** MATERIAL PROVIDED follows **

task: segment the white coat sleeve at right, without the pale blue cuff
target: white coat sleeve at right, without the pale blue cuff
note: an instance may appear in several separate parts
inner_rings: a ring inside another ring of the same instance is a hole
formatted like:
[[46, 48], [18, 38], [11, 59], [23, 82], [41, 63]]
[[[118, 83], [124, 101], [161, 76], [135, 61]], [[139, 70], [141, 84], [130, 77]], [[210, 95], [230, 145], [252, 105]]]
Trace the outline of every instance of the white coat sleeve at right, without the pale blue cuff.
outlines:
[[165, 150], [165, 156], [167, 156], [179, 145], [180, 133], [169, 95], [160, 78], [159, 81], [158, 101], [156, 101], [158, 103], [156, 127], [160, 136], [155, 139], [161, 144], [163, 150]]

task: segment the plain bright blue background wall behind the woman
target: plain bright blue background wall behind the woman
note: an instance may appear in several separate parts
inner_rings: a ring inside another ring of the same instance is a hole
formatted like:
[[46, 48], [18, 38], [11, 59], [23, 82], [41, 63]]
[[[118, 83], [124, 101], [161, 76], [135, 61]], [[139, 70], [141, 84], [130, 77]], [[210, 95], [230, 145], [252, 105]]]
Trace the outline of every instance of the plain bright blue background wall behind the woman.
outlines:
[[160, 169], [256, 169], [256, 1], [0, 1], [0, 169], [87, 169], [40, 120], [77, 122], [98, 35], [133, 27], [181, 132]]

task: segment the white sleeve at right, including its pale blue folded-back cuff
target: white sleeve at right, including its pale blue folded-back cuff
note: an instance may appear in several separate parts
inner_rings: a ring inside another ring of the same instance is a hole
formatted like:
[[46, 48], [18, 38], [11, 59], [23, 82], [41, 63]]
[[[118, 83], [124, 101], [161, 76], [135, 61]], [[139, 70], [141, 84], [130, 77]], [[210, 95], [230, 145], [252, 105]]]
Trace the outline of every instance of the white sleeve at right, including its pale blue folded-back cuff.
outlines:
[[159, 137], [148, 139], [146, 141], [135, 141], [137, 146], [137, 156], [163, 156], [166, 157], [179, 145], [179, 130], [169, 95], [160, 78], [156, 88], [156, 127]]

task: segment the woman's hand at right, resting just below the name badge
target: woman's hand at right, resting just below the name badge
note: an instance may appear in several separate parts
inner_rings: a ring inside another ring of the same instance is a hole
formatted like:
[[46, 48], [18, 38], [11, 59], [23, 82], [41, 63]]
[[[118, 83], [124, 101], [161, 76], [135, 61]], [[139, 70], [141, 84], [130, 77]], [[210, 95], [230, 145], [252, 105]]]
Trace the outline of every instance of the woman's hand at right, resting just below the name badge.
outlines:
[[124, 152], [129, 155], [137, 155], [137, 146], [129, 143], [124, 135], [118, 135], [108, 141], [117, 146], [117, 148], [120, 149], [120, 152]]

** End of MATERIAL PROVIDED **

### EXERCISE OBJECTIVE:
Copy out each line of the data that has the word "white" in it.

### SOLUTION TO THIS TASK:
task: segment the white coat sleeve at right, without the pale blue cuff
target: white coat sleeve at right, without the pale blue cuff
Trace the outline of every instance of the white coat sleeve at right, without the pale blue cuff.
task: segment the white sleeve at right, including its pale blue folded-back cuff
target: white sleeve at right, including its pale blue folded-back cuff
Trace the outline of every instance of the white sleeve at right, including its pale blue folded-back cuff.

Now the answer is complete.